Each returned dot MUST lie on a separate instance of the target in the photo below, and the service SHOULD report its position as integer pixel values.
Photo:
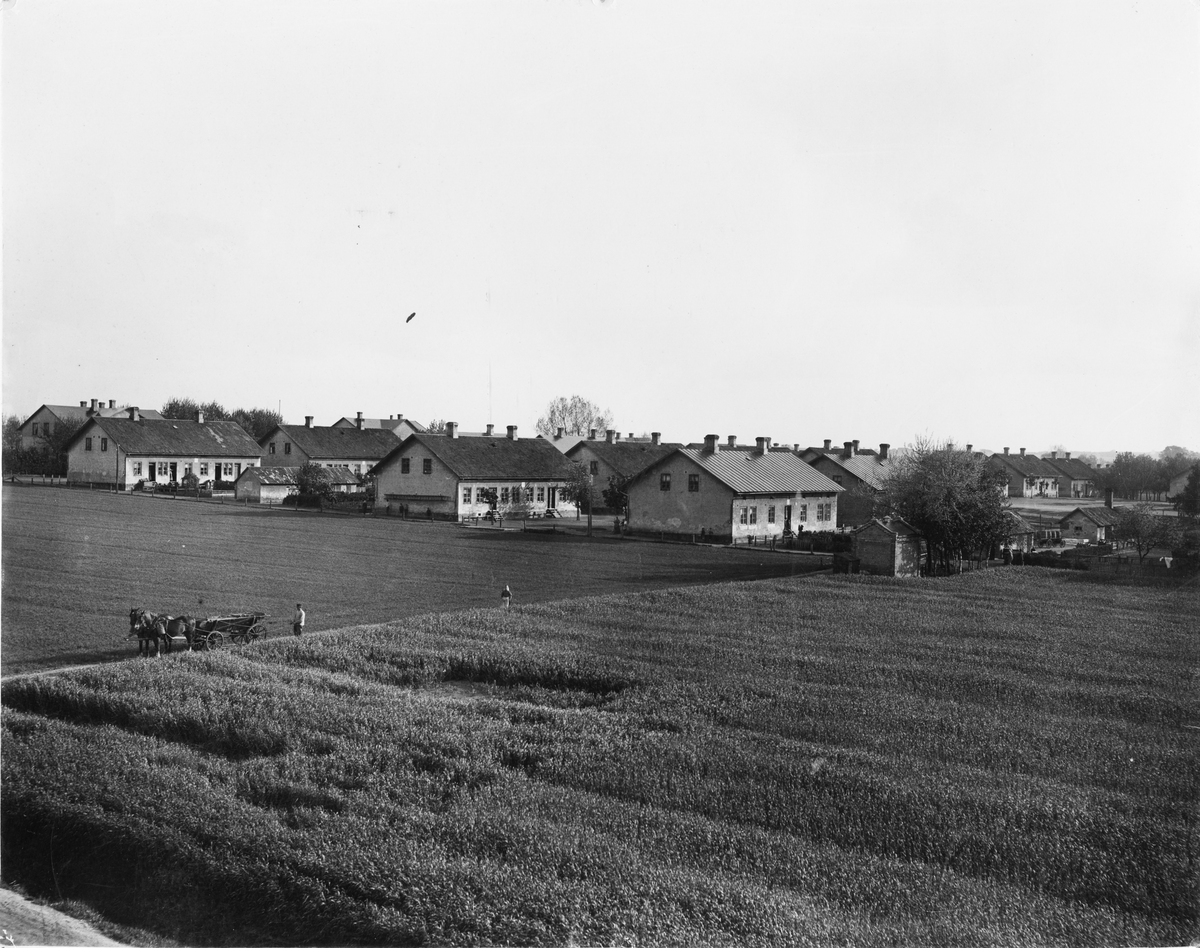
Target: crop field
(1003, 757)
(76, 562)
--
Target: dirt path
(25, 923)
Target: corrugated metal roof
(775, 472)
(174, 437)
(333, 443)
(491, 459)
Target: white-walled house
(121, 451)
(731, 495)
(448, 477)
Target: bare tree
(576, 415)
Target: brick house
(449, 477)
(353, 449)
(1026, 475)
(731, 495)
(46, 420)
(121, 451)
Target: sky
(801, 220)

> [BRIEF] Pull out every line in the data above that contains the string "house". Case counts.

> [SOLUTION]
Target: white-walled house
Target: brick house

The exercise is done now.